◆ Testo di riferimento
:::

“Tre manifesti per la libertà”, di Ahmet Altan

23.06.2021

di Francesca Iervolino

"Tre manifesti per la libertà" è l'ultimo, toccante atto di "j'accuse" che lo scrittore turco Ahmet Altan ha raccolto in un volume concepito come memoria difensiva per smontare, punto per punto, il castello di accuse false e infamanti che il governo Turco, capeggiato da R. Erdogan, ha costruito contro di lui e altri intellettuali turchi (scrittori, giornalisti, registi) colpevoli di aver offeso e minato, con i loro interventi, l'integrità e la sicurezza dello Stato e del Governo. Il volume, edito da Edizioni E/O nella collana "Assolo", è diviso in tre "manifesti" (Ritratto dell'atto di accusa come pornografia giudiziaria, Non sono il vostro imputato, La giustizia della stupidità) ed è preceduto da una lettera firmata da 51 premi Nobel nella quale si richiede, senza indugio, il rilascio immediato dei giornalisti e intellettuali incarcerati ingiustamente e il ristabilimento dello stato di diritto in Turchia, compromesso dalle azioni (veri e propri crimini) compiute dal Presidente Erdogan. Sul banco degli imputati, come un martire moderno, Altan chiarisce ogni sua azione con tutti mezzi che la legalità offre lui: punto per punto smentisce ogni scandalosa accusa avanzata contro di lui dai giudici. Ma fa di più: è lui stesso a giudicare il sistema di corruzione e intimidazione che risiede alla base delle accuse, un sistema anticostituzionale avallato dal governo.

"Giudicherò coloro che, a sangue freddo, hanno ucciso il sistema della giustizia consentendo l'arresto di migliaia di cittadini innocenti. Non ho il potere di punire la gente né d'incarcerarla e, in ogni caso, non vorrei mai avere questo potere. Ma ho il potere di svelare l'omicidio, di identificare l'assassino, di mostrare le armi sanguinarie usate per questo infido delitto e di raccontare i crimini che sono stati commessi". Sono tre testi scritti con passione e lucidità, che ricordano le opere migliori del pensiero illuminista e democratico, degli atti di accusa vibranti, delle ricostruzioni avvincenti di come Erdogan sta soffocando la democrazia in Turchia, degli omaggi commoventi alla libertà, all'onestà e alla legalità".

:::

◆ Requisiti
Stabilisca se ciascuna affermazione concorda con la recensione riportata sopra. Risponda sì o no e citi alla lettera le parole della recensione che lo dimostrano.
1. Il volume è pubblicato da Edizioni E/O nella collana "Assolo".
2. La lettera che precede il volume porta la firma di 15 premi Nobel.
3. Altan afferma che vorrebbe avere il potere di punire e incarcerare.

◆ Voci elencate
:::

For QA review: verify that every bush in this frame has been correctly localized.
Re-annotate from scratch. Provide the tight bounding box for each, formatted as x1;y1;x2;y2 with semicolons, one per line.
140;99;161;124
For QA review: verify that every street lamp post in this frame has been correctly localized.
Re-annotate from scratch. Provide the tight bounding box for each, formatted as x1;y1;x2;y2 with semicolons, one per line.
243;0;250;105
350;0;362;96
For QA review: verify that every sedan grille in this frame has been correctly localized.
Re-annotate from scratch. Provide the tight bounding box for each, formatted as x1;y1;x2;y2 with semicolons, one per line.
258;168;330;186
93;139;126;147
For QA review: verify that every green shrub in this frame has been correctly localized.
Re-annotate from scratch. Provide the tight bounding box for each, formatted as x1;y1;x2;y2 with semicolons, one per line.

:::

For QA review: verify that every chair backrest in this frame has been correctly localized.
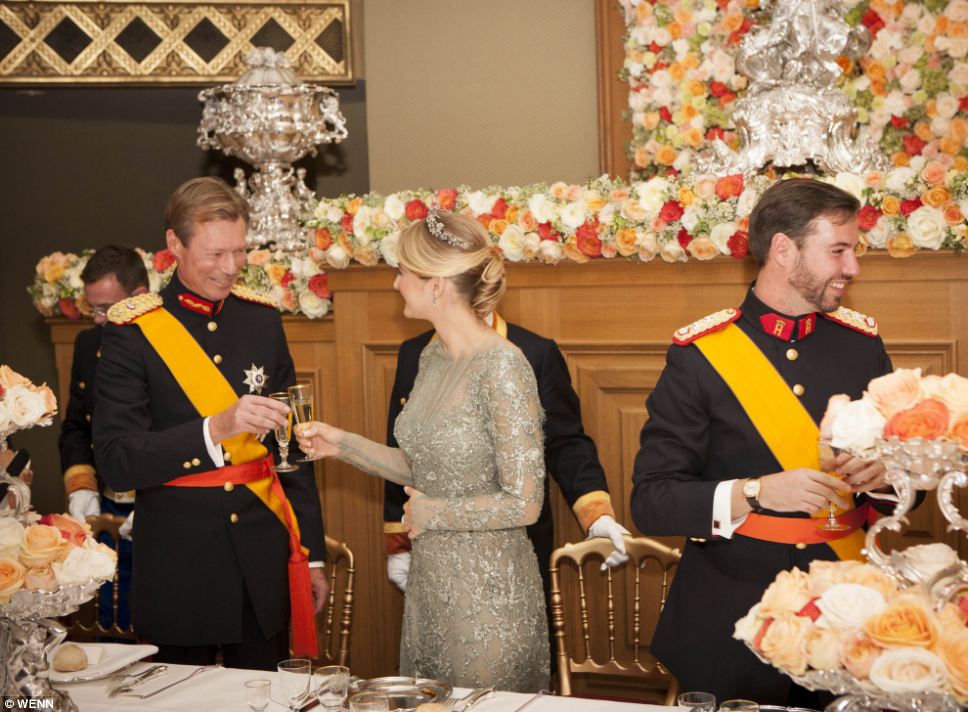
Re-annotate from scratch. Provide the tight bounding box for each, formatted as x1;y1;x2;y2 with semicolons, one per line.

:::

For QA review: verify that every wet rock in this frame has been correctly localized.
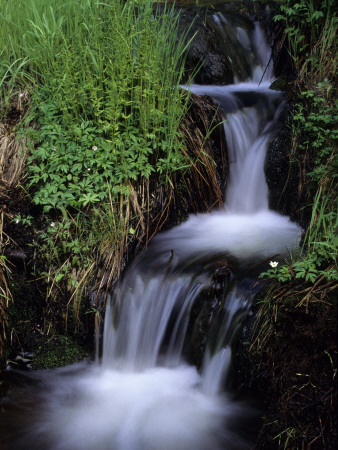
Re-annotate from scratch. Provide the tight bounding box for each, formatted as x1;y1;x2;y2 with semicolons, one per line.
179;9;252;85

:::

◆ Risposta
1. Sì: «edito da Edizioni E/O nella collana "Assolo"».
2. No: «una lettera firmata da 51 premi Nobel».
3. No: «non vorrei mai avere questo potere».